Directions: Return the lines of the items below verbatim, beginning at the line that contains "wavy hair in this photo." and stopping after the final line of the items.

Dataset excerpts on object pointing

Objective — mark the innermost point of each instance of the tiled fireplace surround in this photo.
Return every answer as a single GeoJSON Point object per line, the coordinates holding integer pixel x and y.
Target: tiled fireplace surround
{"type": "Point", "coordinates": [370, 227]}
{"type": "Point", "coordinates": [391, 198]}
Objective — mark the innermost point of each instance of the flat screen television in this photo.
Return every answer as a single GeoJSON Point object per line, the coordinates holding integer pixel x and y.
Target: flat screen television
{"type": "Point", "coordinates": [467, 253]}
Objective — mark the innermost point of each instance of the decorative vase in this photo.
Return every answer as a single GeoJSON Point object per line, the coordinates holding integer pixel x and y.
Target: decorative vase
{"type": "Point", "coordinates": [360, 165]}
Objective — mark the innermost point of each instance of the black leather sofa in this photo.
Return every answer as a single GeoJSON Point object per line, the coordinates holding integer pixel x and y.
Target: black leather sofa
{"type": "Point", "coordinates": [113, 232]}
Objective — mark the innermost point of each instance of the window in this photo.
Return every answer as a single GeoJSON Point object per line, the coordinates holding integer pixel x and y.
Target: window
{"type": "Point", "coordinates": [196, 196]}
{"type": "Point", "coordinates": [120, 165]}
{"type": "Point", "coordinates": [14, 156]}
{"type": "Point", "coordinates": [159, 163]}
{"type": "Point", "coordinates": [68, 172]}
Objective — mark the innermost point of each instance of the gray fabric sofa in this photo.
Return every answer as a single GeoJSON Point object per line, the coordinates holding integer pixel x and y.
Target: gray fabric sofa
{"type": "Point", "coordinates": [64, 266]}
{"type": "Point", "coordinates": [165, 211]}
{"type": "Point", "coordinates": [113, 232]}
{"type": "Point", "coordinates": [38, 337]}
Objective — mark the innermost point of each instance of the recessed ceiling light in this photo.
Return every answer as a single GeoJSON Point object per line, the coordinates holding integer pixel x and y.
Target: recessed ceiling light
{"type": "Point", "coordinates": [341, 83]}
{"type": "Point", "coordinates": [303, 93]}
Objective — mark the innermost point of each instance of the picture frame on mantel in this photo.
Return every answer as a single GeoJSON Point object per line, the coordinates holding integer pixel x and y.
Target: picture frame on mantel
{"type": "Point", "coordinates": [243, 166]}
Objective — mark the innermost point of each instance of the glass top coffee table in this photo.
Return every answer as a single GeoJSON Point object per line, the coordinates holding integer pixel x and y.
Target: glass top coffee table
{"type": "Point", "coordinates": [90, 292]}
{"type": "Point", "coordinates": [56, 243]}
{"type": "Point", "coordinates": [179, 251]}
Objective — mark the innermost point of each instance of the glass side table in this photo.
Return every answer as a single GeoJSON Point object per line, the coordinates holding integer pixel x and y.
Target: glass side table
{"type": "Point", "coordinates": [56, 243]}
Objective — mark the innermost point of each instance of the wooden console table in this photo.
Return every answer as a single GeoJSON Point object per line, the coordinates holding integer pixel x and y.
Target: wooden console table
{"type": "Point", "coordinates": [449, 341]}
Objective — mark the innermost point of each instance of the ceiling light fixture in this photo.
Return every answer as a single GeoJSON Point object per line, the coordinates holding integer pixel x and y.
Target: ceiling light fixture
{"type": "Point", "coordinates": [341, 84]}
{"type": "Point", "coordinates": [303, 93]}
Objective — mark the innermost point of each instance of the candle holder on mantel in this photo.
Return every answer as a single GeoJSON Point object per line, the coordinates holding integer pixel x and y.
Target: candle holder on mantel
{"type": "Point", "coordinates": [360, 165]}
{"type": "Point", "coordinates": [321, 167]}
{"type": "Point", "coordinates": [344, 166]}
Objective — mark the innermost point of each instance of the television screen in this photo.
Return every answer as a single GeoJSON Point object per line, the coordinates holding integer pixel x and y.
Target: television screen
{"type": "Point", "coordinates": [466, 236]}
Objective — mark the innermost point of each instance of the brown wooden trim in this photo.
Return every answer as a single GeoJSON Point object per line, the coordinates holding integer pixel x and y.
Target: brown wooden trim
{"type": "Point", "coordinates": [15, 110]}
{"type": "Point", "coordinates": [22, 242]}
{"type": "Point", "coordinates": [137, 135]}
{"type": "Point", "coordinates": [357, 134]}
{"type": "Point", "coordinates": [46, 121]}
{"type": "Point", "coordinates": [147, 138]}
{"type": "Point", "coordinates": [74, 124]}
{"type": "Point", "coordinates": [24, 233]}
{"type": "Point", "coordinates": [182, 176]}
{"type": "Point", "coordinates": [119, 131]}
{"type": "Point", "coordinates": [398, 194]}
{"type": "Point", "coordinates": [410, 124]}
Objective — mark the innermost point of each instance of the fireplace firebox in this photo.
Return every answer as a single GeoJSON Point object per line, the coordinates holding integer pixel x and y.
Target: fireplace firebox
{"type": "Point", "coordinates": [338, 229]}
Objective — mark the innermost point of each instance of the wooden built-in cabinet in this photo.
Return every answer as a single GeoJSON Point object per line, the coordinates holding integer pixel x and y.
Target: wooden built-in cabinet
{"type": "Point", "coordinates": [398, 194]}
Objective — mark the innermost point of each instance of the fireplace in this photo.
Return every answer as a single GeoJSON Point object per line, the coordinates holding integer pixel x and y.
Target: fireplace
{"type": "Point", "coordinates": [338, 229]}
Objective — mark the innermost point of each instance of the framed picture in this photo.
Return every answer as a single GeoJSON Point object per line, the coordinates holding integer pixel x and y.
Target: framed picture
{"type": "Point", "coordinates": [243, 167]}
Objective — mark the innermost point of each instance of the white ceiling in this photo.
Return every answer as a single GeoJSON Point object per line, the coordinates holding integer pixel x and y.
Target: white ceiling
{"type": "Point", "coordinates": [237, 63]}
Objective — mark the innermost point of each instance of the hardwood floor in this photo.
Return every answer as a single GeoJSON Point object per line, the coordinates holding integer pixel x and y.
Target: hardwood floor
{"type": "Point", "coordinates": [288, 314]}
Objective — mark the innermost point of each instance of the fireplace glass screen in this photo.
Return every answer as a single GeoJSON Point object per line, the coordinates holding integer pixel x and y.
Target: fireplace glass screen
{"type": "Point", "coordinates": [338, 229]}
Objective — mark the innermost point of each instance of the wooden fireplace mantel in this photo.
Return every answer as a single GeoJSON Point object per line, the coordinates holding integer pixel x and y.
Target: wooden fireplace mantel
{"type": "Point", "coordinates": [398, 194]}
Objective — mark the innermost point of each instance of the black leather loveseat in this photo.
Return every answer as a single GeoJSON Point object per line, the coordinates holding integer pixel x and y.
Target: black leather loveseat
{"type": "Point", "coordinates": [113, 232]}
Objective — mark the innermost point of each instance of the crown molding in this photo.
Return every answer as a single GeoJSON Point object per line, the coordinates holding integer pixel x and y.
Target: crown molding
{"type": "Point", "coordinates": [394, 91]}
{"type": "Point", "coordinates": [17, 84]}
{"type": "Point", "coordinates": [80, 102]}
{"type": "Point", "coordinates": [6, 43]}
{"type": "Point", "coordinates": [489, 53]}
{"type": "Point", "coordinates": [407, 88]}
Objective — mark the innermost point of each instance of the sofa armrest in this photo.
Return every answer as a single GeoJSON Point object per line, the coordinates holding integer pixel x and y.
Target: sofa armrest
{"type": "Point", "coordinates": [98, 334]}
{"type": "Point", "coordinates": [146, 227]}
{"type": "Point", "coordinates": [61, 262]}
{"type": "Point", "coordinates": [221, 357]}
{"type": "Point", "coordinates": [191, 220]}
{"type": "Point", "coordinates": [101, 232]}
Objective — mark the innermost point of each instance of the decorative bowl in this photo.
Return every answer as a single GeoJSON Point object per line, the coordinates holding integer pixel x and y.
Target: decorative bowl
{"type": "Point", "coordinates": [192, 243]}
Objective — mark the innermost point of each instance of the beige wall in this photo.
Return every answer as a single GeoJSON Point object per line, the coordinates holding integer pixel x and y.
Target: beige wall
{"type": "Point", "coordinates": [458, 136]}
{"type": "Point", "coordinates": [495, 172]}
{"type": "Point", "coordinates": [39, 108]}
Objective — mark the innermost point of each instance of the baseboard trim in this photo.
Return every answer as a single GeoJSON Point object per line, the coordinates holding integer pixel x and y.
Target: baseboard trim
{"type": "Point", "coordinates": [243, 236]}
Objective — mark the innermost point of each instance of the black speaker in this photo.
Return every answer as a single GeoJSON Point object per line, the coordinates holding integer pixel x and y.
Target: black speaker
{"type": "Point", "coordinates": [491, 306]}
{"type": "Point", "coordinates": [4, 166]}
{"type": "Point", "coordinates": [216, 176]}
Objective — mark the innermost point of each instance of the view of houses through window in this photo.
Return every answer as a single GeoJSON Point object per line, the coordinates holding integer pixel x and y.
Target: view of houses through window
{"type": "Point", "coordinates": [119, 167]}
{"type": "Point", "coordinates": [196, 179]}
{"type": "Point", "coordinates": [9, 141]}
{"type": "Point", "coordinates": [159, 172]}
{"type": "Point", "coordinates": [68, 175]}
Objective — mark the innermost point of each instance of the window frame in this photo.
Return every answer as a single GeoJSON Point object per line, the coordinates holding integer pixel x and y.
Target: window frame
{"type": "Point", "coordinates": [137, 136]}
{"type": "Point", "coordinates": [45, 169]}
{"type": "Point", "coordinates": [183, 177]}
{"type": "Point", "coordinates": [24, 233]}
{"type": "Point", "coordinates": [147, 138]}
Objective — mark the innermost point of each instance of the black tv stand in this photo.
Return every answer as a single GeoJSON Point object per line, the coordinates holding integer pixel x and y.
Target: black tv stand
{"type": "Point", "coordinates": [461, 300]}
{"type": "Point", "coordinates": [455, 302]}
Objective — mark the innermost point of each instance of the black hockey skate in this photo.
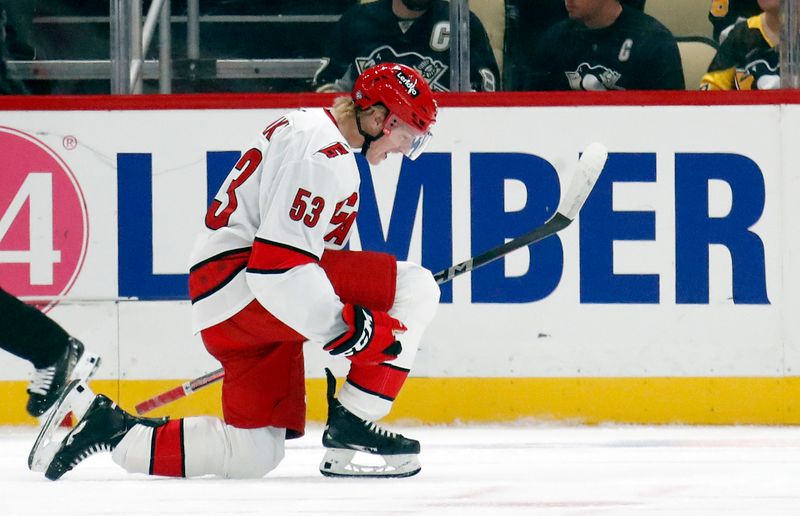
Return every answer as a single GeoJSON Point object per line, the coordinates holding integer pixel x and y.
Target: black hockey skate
{"type": "Point", "coordinates": [47, 383]}
{"type": "Point", "coordinates": [345, 434]}
{"type": "Point", "coordinates": [101, 429]}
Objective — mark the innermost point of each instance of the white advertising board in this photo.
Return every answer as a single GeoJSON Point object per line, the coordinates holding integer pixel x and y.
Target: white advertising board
{"type": "Point", "coordinates": [681, 263]}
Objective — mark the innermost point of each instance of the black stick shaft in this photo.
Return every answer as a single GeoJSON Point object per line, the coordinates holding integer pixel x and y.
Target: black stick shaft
{"type": "Point", "coordinates": [555, 224]}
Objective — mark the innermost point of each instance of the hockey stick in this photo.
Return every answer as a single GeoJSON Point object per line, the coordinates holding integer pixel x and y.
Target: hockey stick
{"type": "Point", "coordinates": [588, 170]}
{"type": "Point", "coordinates": [179, 392]}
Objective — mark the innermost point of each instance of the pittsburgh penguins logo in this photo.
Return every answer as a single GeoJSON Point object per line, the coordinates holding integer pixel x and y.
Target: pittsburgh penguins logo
{"type": "Point", "coordinates": [431, 70]}
{"type": "Point", "coordinates": [593, 78]}
{"type": "Point", "coordinates": [761, 73]}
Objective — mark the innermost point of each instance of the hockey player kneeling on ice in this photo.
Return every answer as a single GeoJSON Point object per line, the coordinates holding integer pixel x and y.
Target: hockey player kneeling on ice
{"type": "Point", "coordinates": [270, 274]}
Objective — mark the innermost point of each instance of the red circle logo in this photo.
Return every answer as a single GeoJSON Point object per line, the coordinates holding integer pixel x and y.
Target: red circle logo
{"type": "Point", "coordinates": [44, 228]}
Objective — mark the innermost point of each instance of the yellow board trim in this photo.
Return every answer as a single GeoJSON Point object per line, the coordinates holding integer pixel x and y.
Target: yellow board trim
{"type": "Point", "coordinates": [714, 401]}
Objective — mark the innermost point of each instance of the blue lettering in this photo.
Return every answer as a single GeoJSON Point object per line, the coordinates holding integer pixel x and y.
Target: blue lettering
{"type": "Point", "coordinates": [695, 230]}
{"type": "Point", "coordinates": [600, 226]}
{"type": "Point", "coordinates": [491, 225]}
{"type": "Point", "coordinates": [135, 226]}
{"type": "Point", "coordinates": [428, 177]}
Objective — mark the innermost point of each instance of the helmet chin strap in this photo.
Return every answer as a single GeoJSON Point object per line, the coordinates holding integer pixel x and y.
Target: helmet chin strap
{"type": "Point", "coordinates": [368, 138]}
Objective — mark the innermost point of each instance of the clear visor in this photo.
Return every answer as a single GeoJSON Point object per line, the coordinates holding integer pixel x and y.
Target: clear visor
{"type": "Point", "coordinates": [409, 140]}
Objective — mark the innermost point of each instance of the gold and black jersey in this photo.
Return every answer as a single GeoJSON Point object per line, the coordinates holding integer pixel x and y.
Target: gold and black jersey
{"type": "Point", "coordinates": [746, 60]}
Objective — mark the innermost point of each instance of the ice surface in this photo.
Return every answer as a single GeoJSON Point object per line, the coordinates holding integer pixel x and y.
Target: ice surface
{"type": "Point", "coordinates": [466, 470]}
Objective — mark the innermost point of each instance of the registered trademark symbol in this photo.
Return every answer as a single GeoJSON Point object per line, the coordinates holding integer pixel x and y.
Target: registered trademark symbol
{"type": "Point", "coordinates": [70, 142]}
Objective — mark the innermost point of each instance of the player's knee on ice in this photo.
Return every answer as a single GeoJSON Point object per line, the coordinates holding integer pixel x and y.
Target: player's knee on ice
{"type": "Point", "coordinates": [209, 447]}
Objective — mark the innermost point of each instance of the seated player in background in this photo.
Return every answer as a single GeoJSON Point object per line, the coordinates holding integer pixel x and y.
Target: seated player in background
{"type": "Point", "coordinates": [748, 59]}
{"type": "Point", "coordinates": [268, 275]}
{"type": "Point", "coordinates": [415, 33]}
{"type": "Point", "coordinates": [605, 45]}
{"type": "Point", "coordinates": [526, 21]}
{"type": "Point", "coordinates": [56, 356]}
{"type": "Point", "coordinates": [723, 14]}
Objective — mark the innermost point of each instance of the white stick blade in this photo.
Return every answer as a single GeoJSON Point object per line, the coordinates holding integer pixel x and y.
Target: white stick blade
{"type": "Point", "coordinates": [587, 171]}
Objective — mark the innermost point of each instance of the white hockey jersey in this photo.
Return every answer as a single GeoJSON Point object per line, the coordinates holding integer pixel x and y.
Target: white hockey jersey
{"type": "Point", "coordinates": [290, 196]}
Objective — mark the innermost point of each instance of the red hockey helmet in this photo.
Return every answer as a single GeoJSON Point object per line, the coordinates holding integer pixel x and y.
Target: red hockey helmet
{"type": "Point", "coordinates": [404, 93]}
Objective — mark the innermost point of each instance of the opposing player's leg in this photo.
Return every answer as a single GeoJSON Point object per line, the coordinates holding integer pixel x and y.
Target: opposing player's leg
{"type": "Point", "coordinates": [47, 382]}
{"type": "Point", "coordinates": [369, 391]}
{"type": "Point", "coordinates": [56, 356]}
{"type": "Point", "coordinates": [103, 426]}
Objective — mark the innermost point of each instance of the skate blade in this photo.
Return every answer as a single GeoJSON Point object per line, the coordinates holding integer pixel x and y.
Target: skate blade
{"type": "Point", "coordinates": [76, 398]}
{"type": "Point", "coordinates": [339, 462]}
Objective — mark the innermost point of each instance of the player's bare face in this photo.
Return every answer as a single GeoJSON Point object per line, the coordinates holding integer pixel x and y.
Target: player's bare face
{"type": "Point", "coordinates": [398, 137]}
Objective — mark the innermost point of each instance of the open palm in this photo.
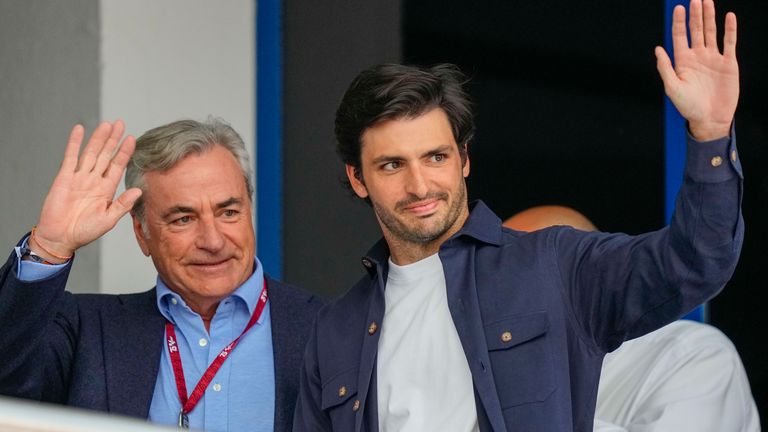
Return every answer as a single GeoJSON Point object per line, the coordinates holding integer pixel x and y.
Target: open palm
{"type": "Point", "coordinates": [704, 84]}
{"type": "Point", "coordinates": [80, 206]}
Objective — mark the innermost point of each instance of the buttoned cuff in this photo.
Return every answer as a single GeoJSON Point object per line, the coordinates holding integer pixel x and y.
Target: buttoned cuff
{"type": "Point", "coordinates": [713, 161]}
{"type": "Point", "coordinates": [30, 271]}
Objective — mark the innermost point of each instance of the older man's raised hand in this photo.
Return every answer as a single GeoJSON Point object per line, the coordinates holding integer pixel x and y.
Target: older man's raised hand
{"type": "Point", "coordinates": [80, 206]}
{"type": "Point", "coordinates": [703, 84]}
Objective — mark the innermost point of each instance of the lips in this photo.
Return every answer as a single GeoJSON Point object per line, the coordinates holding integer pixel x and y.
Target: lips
{"type": "Point", "coordinates": [211, 266]}
{"type": "Point", "coordinates": [422, 208]}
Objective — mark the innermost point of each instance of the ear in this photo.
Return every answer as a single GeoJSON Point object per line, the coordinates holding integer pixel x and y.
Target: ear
{"type": "Point", "coordinates": [137, 230]}
{"type": "Point", "coordinates": [356, 180]}
{"type": "Point", "coordinates": [465, 168]}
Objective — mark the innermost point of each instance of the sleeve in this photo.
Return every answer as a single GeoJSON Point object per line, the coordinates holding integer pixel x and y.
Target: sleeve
{"type": "Point", "coordinates": [30, 271]}
{"type": "Point", "coordinates": [39, 322]}
{"type": "Point", "coordinates": [620, 287]}
{"type": "Point", "coordinates": [309, 416]}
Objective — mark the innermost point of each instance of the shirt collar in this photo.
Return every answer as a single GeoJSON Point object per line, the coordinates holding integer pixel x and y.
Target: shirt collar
{"type": "Point", "coordinates": [248, 292]}
{"type": "Point", "coordinates": [482, 225]}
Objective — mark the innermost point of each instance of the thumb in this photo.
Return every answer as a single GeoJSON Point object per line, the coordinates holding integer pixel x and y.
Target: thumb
{"type": "Point", "coordinates": [666, 71]}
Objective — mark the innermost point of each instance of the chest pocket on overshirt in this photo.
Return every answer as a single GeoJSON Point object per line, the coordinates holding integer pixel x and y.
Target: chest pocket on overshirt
{"type": "Point", "coordinates": [521, 359]}
{"type": "Point", "coordinates": [340, 400]}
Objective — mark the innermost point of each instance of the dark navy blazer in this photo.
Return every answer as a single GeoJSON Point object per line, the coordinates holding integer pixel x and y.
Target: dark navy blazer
{"type": "Point", "coordinates": [566, 297]}
{"type": "Point", "coordinates": [103, 352]}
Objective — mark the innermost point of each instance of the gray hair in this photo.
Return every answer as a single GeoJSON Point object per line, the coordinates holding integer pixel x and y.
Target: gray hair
{"type": "Point", "coordinates": [159, 149]}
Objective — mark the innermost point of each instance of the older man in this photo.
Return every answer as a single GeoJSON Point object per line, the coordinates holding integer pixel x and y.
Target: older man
{"type": "Point", "coordinates": [463, 325]}
{"type": "Point", "coordinates": [216, 345]}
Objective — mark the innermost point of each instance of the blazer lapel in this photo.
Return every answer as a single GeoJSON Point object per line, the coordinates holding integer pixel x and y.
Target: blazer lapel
{"type": "Point", "coordinates": [288, 350]}
{"type": "Point", "coordinates": [465, 310]}
{"type": "Point", "coordinates": [133, 342]}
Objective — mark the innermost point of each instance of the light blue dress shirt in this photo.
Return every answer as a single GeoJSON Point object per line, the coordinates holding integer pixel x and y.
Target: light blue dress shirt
{"type": "Point", "coordinates": [241, 395]}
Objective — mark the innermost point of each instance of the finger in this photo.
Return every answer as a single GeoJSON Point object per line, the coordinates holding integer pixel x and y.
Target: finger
{"type": "Point", "coordinates": [729, 37]}
{"type": "Point", "coordinates": [710, 26]}
{"type": "Point", "coordinates": [666, 71]}
{"type": "Point", "coordinates": [123, 204]}
{"type": "Point", "coordinates": [105, 156]}
{"type": "Point", "coordinates": [120, 160]}
{"type": "Point", "coordinates": [69, 163]}
{"type": "Point", "coordinates": [679, 35]}
{"type": "Point", "coordinates": [94, 146]}
{"type": "Point", "coordinates": [696, 24]}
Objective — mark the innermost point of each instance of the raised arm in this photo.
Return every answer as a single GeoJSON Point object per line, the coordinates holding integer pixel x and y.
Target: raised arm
{"type": "Point", "coordinates": [703, 84]}
{"type": "Point", "coordinates": [80, 206]}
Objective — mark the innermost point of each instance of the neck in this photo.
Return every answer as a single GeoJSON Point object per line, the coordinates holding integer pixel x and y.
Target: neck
{"type": "Point", "coordinates": [404, 252]}
{"type": "Point", "coordinates": [206, 310]}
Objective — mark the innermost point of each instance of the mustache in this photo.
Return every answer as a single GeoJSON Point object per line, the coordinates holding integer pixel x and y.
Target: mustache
{"type": "Point", "coordinates": [412, 199]}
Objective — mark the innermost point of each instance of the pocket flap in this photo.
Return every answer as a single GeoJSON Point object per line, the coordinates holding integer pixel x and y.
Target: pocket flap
{"type": "Point", "coordinates": [512, 331]}
{"type": "Point", "coordinates": [340, 388]}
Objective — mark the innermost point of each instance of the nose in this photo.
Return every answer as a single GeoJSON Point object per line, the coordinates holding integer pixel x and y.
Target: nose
{"type": "Point", "coordinates": [416, 183]}
{"type": "Point", "coordinates": [209, 236]}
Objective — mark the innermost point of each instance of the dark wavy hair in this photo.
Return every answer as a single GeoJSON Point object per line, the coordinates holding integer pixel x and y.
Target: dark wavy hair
{"type": "Point", "coordinates": [393, 91]}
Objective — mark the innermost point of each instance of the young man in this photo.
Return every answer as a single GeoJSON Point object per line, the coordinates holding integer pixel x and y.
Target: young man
{"type": "Point", "coordinates": [217, 344]}
{"type": "Point", "coordinates": [463, 325]}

Worked answer:
Objective — mark the innermost point of each instance of the dark wavy hair in this photo.
Return every answer as a single GeoJSON Point object per line, the coordinates holding integer pixel x and y.
Target: dark wavy hair
{"type": "Point", "coordinates": [393, 91]}
Objective — mark the innermost point of each instance of the young man in this photo.
Return every answer as a single GeoJSON Point object per line, the coordinates holding integer pixel x and y.
Target: young man
{"type": "Point", "coordinates": [217, 344]}
{"type": "Point", "coordinates": [463, 325]}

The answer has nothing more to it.